## Task
Take the line that contains "Reviewer note: confirm that every instance of the tree" and every line after it in the material below, and quote them exactly.

## Data records
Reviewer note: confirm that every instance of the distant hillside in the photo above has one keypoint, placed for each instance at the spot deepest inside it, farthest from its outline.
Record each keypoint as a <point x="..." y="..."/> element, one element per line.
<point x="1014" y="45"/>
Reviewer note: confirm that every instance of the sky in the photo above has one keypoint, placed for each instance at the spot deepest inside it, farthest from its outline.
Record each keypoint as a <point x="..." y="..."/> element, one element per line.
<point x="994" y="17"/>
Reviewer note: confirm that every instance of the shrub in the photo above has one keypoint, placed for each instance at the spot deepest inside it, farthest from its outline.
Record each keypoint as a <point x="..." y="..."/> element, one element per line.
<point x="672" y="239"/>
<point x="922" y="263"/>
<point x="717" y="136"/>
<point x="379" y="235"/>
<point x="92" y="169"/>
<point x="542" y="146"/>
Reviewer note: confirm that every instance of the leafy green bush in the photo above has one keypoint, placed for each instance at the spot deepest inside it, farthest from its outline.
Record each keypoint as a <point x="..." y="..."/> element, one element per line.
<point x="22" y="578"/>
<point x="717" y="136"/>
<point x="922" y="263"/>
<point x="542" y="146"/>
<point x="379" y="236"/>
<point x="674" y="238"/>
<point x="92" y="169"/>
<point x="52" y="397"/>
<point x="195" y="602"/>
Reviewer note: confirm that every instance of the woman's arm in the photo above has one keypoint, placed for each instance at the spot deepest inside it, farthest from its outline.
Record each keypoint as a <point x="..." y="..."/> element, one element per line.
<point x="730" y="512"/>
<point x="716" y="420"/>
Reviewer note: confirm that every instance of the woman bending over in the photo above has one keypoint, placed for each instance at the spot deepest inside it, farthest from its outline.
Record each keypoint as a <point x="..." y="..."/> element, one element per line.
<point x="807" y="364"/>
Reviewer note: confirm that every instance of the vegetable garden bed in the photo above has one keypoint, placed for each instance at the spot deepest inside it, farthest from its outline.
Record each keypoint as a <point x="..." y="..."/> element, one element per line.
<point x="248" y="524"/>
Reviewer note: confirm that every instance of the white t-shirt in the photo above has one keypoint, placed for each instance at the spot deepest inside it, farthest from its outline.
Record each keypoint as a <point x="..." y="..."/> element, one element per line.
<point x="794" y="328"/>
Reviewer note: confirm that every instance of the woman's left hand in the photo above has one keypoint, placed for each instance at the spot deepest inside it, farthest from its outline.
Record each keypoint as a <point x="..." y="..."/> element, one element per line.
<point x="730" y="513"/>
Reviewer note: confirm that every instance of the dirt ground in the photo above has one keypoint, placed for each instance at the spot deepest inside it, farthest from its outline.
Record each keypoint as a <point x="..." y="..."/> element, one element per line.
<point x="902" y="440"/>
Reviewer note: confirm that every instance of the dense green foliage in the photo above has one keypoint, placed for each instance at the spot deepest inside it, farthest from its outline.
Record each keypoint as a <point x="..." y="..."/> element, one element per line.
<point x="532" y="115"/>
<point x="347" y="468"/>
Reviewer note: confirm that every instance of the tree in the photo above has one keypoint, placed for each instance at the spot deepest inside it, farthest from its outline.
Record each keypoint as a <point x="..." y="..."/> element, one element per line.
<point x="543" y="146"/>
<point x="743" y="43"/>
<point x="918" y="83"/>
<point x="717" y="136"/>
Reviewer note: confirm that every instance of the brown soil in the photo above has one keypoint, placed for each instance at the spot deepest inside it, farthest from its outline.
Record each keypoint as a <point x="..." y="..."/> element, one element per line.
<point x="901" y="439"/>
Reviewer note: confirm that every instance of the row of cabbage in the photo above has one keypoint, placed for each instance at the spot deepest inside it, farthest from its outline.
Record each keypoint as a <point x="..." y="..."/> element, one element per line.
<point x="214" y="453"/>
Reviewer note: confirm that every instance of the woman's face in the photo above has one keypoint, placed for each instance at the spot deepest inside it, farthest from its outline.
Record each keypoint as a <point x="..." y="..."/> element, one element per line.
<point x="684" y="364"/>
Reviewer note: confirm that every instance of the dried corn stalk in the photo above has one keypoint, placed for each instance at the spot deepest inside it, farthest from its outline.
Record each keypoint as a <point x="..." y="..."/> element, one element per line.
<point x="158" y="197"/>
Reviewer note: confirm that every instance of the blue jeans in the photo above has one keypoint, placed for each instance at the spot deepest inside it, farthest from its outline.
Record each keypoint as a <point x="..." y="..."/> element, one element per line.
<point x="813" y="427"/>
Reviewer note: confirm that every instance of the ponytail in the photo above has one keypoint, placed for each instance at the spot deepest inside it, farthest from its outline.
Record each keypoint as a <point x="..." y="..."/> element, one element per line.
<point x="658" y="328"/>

## Written solution
Reviewer note: confirm that every instance of the tree in the photo above has one keypoint, placed for each instance at the spot deepest inside it, farthest from its outline.
Record each keypoint as a <point x="..." y="..."/> element, one element per line.
<point x="543" y="146"/>
<point x="743" y="43"/>
<point x="918" y="83"/>
<point x="717" y="136"/>
Reviewer note: confirm that every instance of the brown soil in the photo above has one keypoint, placed for each instance at the spot deepest inside it, farthest from its outline.
Record each keypoint as a <point x="..." y="..."/> element, one element per line.
<point x="901" y="439"/>
Reviewer note: confirm that every instance of the row of cabbage in the photo above has one keypoint, placed for each instance at the spot deepest inside it, farthest from its outline.
Record each keypoint as a <point x="..." y="..."/> element, one element per line.
<point x="214" y="453"/>
Reviewer note: confirm that every instance of the woman's face in the photo above has one keypoint, placed for each instance at the spot deepest inside it, farthest from its outline.
Record each keypoint as a <point x="..." y="..."/> element, one element per line.
<point x="684" y="364"/>
Reviewer note: confirm that every instance of the dried corn stalk in the photo above has one keypoint, placed for each instance at the spot deepest inside it, farthest from its outline.
Record each keypoint as a <point x="..." y="..."/> element, one element per line.
<point x="158" y="197"/>
Reviewer note: confirm that every instance of the blue jeans in the photo above has one keypoint, placed for each instance at the spot deepest inside it, farthest from its outline.
Record each keypoint as a <point x="..." y="..."/> element, one element per line.
<point x="813" y="427"/>
Reviewer note: confirm that every instance of the ponytail in the photo above has one keypoint, placed for each instance at the spot deepest inside it, farthest from its outline.
Record each keypoint as a <point x="..." y="..."/> element, one element per line.
<point x="658" y="328"/>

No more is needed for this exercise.